PASSAGE:
The Kindle Store is an online e-book e-commerce store operated by Amazon as part of its retail website and can be accessed from any Amazon Kindle, Fire tablet, or Kindle mobile app. At the launch of the Kindle in November 2007, the store had more than 88,000 digital titles available in the U.S. store. This number increased to more than 275,000 by late 2008 and exceeded 765,000 by August 2011. In July 2014, there were over 2.7 million titles available. As of March 2018, there are over six million titles available in the U.S. Content from the store is purchased online and downloaded using either Wi-Fi or Amazon's Whispernet to bring the content to the user's device. One of the innovations Amazon brought to the store was one-click purchasing which allowed users to quickly purchase an e-book. The Kindle Store uses a recommendation engine that looks at purchase history, browsing history, and reading activity, and then suggests material it thinks the user will like.

==Features==
===Whispersync===
Whispersync is a service provided for e-books acquired from the Kindle Store that allows customers to synchronize reading progress, bookmarks, and other information across Kindle devices and Kindle apps. The service debuted with the Kindle 2's release in February 2009.

===Lending Library===
The Lending Library was added in late 2011 for Amazon Prime members with Kindle e-readers. This perk allows access to the "Kindle Owners' Lending Library" where users can borrow one e-book, choosing from over 600,000 titles as of July 2014, per calendar month from the Kindle Store for free. The library was later expanded to include Fire tablets; as of February 2018, the service had over 1.7 million titles available.

===Kindle Unlimited===
In July 2014, Amazon added the Kindle Unlimited subscription service that initially offered unlimited access to over 638,000 titles and over 7,000 audiobooks for a $9.99 monthly fee. As of June 2015, there were over one million titles available in Kindle Unlimited, from publishers such as Houghton Mifflin Harcourt, Lonely Planet, Simon & Schuster, Wizarding World Digital, and Workman Publishing Company. As of February 2017, the U.S. version of Kindle Unlimited includes over 1.5 million titles includes over 290,000 foreign language titles. Amazon pays authors by using a per-page rate and during 2016 nearly $200 million was paid to authors. In 2019, Amazon paid over $300 million to authors and publishers that provide content to Kindle Unlimited. Jeff Duntemann reported that 40% of the revenue in 2015 for his The Cunning Blood came from the program. Because of the novel's long length he was paid more if a reader finished the book through Kindle Unlimited than from selling a copy for $2.99, Duntemann said.

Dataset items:
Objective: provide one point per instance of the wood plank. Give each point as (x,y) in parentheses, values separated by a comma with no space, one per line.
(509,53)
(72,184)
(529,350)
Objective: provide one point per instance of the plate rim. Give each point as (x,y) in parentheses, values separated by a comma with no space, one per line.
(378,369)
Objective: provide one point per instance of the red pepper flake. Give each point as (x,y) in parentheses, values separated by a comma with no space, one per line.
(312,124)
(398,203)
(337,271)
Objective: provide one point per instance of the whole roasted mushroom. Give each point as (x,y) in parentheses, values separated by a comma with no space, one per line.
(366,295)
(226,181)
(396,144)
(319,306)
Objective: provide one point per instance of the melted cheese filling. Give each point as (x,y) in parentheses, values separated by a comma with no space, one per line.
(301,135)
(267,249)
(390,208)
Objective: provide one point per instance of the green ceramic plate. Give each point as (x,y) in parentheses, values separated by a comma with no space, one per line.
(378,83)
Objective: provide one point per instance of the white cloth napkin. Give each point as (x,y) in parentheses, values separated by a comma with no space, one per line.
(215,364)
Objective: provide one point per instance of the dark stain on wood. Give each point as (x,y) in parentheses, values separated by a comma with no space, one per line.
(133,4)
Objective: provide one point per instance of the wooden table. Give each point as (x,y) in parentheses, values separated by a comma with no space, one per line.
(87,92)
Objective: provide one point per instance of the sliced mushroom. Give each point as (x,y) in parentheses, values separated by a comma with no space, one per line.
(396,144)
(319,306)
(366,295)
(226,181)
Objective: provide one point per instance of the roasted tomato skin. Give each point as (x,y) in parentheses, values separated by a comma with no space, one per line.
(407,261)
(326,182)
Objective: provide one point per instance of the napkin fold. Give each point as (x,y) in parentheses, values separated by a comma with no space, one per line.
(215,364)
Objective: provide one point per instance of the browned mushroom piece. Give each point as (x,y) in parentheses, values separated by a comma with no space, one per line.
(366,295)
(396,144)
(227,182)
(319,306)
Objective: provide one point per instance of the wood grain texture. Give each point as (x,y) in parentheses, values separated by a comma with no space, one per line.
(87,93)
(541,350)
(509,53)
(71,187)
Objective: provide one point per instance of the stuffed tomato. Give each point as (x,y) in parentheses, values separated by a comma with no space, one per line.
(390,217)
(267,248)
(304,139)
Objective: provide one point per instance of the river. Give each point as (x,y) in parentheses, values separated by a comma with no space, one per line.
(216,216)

TASKS TO CARRY OUT:
1. According to the Kindle Store passage, when did the Whispersync service debut?
2. Summarize the Kindle Store passage in two sentences.
3. Continue the Kindle Store passage from its last sentence.
These entries have no connection to the Kindle Store passage.

THE RESPONSES:
1. It debuted with the release of the Kindle 2 in February 2009.

2. The Kindle Store is Amazon's online e-book store, reachable from Kindle devices, Fire tablets, and Kindle apps, and its U.S. catalog grew from more than 88,000 titles at the Kindle's November 2007 launch to over six million by March 2018. Its features include Whispersync for synchronizing reading progress across devices, a Lending Library that lets Prime members borrow one free e-book per month, and Kindle Unlimited, a subscription service that pays authors at a per-page rate.

3.
===Prime Reading===
In October 2016, another perk was added for Amazon Prime members called "Prime Reading". Prime Reading gives the ability to read as much material as they wish from a selection of over 1,000 e-books, magazines, comic books, children's books, and more for no additional fee.

==E-book pricing==
In late 2007, new releases and New York Times best sellers were being offered for approximately $11 at the store, with the first chapters of many books offered as free samples. Many titles, including some classics, are offered free of charge or at a low price, which has been stated to relate to the cost of adapting the book to the Kindle format. Magazines, newspapers, and blogs via RSS are provided for a monthly subscription fee or during a free trial period. Newspaper subscriptions cost from $1.99 to $27.99 per month; magazines charge between $1.25 and $10.99 per month, and blogs charge from $0.99 to $1.99 per month. Amazon e-book sales overtook print for one day for the first time on Christmas Day 2009. International users may pay different prices for e-books depending on the country listed as their home address.

In February 2017, the Association of American Publishers released data that shows the U.S. adult e-book market declined 16.9% in the first nine months of 2016 over the same time in 2015. This decline is partly due to widespread e-book price increases, known as agency pricing, by major publishers that Amazon had recently allowed bringing the average e-book price from $6 to nearly $10.

==File formats ==
The Kindle Store offers e-books in Amazon's proprietary e-book formats: AZW, and, for fourth-generation and later Kindles, AZW3, also called KF8. In August 2015, the "Kindle Format 10" (KFX) file format, which has enhanced typography, was added to the Store. E-books available in KFX are indicated on the e-book's description page.

The Kindle Store's terms of use forbid transferring Amazon format e-books to another user or a different type of device. However, Amazon allows limited lending of certain e-books.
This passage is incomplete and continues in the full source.